*QUÉ SE PIDE*.
Transcribe literalmente el pasaje del texto sobre las correcciones financieras que va desde "Las correcciones financieras, para" hasta "se les escucha.", ambos incluidos.

*TEXTO FUENTE*.

Hay algo profundamente irritante, casi insultante, en esa manía contemporánea de gritar antes de pensar. Sobre todo, en las temporadas de corrección económica, cuando la lógica debería ser la brújula y no el pánico. Pero no. Siempre hay un buen puñado de voces, algunas incluso con traje y corbata, que se dedican a propagar el miedo como si les fuera la vida en ello. No contentos con vivir en la ignorancia, quieren arrastrar a los demás al mismo charco.
Las correcciones financieras, para quien tenga dos dedos de frente, no son más que un ajuste natural, una especie de respiro que los mercados se toman después de pasarse de frenada. Una pausa para equilibrar, para recordar que el crecimiento infinito es un cuento chino. Pero ahí están, los agoreros, los profetas del apocalipsis de turno, llenando redes y titulares con sus predicciones de catástrofes bíblicas. Lo hacen con esa sonrisa de suficiencia que solo los idiotas más seguros de sí mismos son capaces de esgrimir. Y lo peor es que a veces se les escucha.

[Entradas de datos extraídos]
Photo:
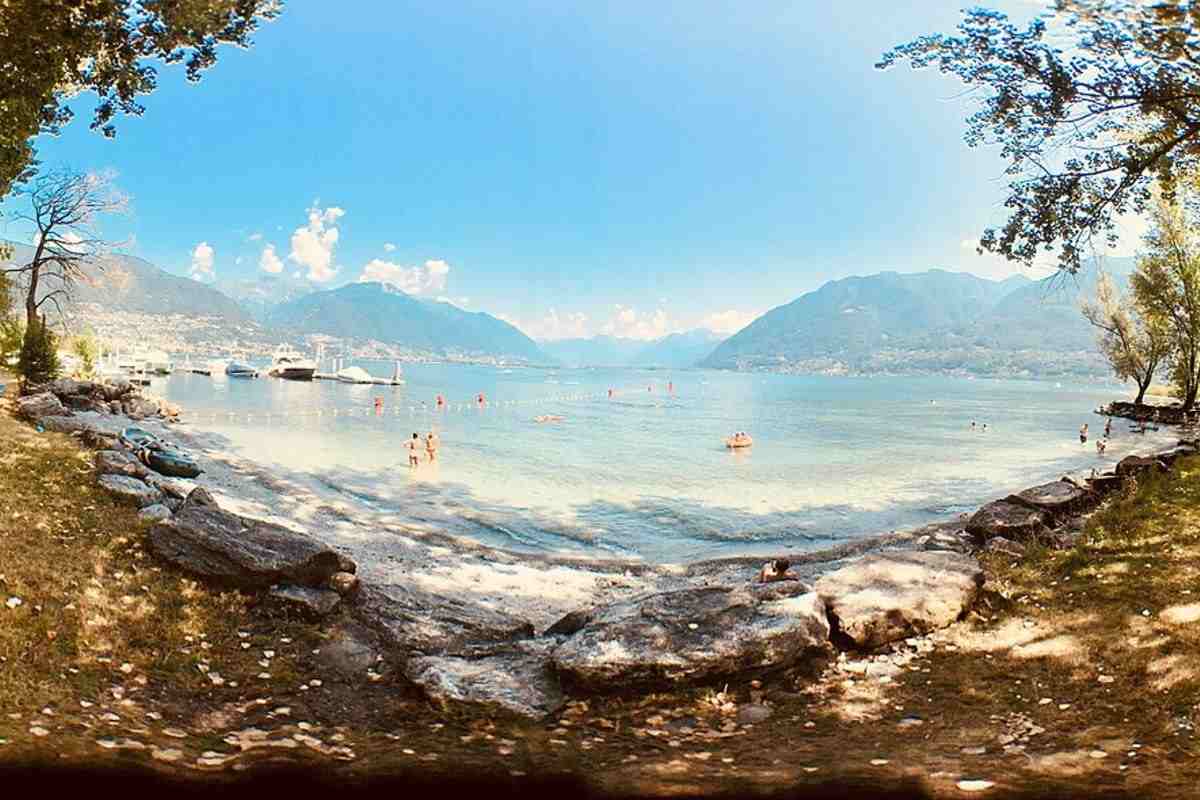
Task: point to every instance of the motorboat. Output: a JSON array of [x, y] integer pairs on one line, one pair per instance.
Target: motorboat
[[354, 376], [240, 370], [159, 364], [291, 365]]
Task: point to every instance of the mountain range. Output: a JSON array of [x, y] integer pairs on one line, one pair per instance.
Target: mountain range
[[676, 350], [934, 320], [384, 313]]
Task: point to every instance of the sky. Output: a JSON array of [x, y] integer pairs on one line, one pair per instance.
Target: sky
[[622, 168]]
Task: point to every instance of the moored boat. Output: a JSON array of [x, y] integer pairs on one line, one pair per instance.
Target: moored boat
[[291, 365]]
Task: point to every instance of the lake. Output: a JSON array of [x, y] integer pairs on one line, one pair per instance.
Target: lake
[[646, 471]]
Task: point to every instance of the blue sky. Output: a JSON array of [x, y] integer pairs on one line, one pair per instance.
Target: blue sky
[[624, 167]]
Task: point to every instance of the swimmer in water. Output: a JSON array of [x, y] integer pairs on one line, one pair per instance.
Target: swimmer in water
[[775, 570]]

*RESPUESTA*.
Las correcciones financieras, para quien tenga dos dedos de frente, no son más que un ajuste natural, una especie de respiro que los mercados se toman después de pasarse de frenada. Una pausa para equilibrar, para recordar que el crecimiento infinito es un cuento chino. Pero ahí están, los agoreros, los profetas del apocalipsis de turno, llenando redes y titulares con sus predicciones de catástrofes bíblicas. Lo hacen con esa sonrisa de suficiencia que solo los idiotas más seguros de sí mismos son capaces de esgrimir. Y lo peor es que a veces se les escucha.